DATA FOR THIS EXERCISE:
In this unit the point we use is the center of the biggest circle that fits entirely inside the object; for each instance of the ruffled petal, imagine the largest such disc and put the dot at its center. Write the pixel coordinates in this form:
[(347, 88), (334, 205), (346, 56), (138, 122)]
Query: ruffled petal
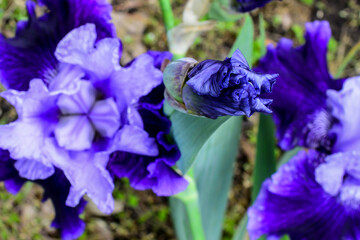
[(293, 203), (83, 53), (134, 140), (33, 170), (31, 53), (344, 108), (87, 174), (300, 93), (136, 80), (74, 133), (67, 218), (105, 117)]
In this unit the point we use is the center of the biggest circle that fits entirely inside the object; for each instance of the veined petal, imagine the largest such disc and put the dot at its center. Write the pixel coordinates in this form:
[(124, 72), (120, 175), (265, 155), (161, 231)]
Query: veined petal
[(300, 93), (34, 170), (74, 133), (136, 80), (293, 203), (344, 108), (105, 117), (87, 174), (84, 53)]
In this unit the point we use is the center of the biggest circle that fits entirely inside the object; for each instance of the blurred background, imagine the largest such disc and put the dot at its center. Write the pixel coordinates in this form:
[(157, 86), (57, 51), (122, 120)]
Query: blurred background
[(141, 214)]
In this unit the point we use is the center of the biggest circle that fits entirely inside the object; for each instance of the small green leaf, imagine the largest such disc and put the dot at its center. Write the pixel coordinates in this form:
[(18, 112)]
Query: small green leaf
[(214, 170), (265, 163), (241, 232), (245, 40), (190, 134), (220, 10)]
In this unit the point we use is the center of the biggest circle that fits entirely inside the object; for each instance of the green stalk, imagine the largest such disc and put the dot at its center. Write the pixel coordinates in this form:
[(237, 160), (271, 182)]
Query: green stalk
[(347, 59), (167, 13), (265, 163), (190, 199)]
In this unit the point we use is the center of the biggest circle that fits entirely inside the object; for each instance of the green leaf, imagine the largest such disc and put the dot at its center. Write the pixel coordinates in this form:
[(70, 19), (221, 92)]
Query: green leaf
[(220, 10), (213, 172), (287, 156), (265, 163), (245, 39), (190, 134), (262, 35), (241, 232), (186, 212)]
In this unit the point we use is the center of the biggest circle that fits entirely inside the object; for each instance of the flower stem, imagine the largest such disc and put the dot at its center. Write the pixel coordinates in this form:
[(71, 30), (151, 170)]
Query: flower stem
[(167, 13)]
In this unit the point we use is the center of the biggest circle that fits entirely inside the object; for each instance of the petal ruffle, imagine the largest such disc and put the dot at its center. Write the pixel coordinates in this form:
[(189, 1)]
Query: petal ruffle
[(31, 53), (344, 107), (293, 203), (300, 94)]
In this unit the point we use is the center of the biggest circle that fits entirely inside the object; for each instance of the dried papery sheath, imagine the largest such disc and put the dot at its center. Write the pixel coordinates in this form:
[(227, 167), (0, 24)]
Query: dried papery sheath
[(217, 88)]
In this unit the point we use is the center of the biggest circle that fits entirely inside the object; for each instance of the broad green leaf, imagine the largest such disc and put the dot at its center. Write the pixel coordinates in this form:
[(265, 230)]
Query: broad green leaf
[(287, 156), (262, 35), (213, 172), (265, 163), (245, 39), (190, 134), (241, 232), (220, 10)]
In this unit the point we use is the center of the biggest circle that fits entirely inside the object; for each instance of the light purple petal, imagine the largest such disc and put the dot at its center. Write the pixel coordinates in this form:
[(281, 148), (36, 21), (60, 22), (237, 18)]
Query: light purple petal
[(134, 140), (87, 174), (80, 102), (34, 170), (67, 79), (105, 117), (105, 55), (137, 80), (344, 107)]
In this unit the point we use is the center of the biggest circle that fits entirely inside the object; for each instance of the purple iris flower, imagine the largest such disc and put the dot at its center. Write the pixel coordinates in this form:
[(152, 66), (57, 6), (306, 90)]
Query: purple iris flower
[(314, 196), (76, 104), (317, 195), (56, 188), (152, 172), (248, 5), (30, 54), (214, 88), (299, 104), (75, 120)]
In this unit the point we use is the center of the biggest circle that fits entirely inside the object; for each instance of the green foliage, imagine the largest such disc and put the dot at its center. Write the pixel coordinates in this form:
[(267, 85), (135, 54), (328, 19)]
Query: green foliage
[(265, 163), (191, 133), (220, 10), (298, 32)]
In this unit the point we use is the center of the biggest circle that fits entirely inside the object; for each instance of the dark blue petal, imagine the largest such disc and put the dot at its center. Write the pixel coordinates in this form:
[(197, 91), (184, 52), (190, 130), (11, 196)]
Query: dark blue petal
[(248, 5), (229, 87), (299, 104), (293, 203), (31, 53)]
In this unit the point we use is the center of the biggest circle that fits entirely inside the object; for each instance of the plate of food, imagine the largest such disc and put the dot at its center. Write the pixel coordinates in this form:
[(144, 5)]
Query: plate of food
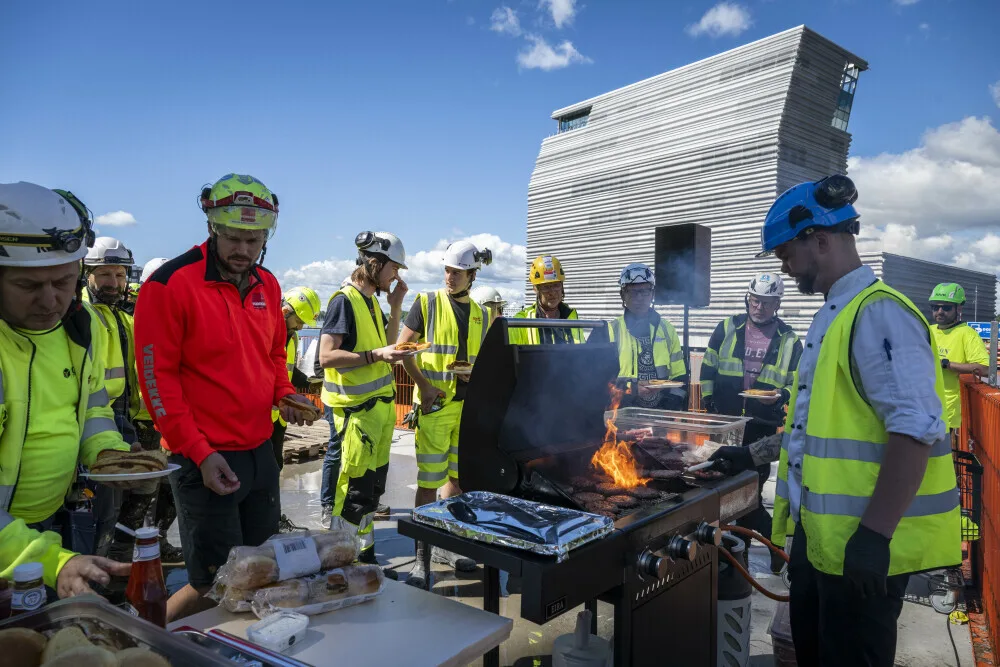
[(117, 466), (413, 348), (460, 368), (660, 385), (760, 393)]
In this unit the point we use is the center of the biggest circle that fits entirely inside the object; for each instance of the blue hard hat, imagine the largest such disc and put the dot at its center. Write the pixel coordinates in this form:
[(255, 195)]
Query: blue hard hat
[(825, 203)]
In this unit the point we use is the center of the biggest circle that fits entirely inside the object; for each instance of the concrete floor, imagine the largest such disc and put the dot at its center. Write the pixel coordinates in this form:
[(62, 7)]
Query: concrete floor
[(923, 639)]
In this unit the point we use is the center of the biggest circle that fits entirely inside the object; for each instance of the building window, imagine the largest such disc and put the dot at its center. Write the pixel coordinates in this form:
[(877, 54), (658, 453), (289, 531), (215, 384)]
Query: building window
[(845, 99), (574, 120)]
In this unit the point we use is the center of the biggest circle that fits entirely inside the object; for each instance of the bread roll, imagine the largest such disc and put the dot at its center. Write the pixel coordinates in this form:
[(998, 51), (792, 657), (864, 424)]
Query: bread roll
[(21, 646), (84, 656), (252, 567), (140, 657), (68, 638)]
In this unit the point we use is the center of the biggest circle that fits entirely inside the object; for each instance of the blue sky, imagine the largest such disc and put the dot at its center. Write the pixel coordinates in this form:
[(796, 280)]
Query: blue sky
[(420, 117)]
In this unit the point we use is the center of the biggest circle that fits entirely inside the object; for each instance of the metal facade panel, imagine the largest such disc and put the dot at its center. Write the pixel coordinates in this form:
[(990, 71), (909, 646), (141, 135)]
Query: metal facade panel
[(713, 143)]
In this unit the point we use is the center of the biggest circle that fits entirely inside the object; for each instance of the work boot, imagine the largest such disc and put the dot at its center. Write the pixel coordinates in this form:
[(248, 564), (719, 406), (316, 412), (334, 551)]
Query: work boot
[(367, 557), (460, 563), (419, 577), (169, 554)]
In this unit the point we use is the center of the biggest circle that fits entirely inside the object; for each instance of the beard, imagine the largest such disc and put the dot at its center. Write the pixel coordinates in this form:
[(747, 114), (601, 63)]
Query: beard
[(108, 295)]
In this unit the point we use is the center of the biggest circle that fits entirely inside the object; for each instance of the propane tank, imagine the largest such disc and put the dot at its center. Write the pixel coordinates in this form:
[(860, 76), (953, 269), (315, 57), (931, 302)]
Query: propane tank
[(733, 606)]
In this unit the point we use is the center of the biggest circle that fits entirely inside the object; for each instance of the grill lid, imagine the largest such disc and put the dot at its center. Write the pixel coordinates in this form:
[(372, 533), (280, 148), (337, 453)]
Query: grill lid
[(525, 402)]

WHAT THE TASK REQUIRES:
In the listing above, locate the line containing "Query: flower stem" and the line containing "[(152, 66), (57, 6), (306, 90)]". Transcribe those two lines and everything between them, exactly as written.

REPLY:
Query: flower stem
[(167, 13)]
In this unit the point we use is the center of the biggest circle that fits entirely inside the object; for each instance of the petal ruffle, imagine the largest such disc and put the dot at its center. Write the pixel coordinates in this form:
[(189, 1)]
Query: petal ruffle
[(31, 53), (344, 107), (293, 203), (300, 94)]
In this unit the point we use is the center of the biggest circle that fits entirely inside the object; for each instance of the dried papery sheath, imagine the largest such disc and put the dot at its center. Write the pixel coordinates in this form:
[(227, 167), (0, 24)]
Query: dried papery sheath
[(217, 88)]
In this unit the point we use is the center of the biggest circle that fits entirely inside the object; for each instance of the broad green leaf, imagine the largest such disc and put the dot at its center. Write the pixel coordinates in this form:
[(265, 230)]
Query: broad green leaf
[(287, 156), (262, 35), (213, 172), (265, 163), (245, 39), (190, 134), (241, 232), (220, 10)]
In this unit the point we use is the center of the biggest circle that fits entirely inside the object; for each instance of the light purple petal, imagine the largest such disc and put the dot at its center. Write the pixel coordinates in this form:
[(281, 148), (36, 21), (60, 22), (237, 18)]
Query: light purple petal
[(134, 140), (87, 174), (80, 102), (34, 170), (67, 79), (105, 117), (105, 55), (137, 80), (344, 107)]
In this unit the point we use is the center of the biggest circle that fits entirely inside the object; for each instance of the purple iris flower, imagine the largest such disc and put the dot at its center. Write the pixel coordinates in this form:
[(152, 66), (57, 6), (306, 90)]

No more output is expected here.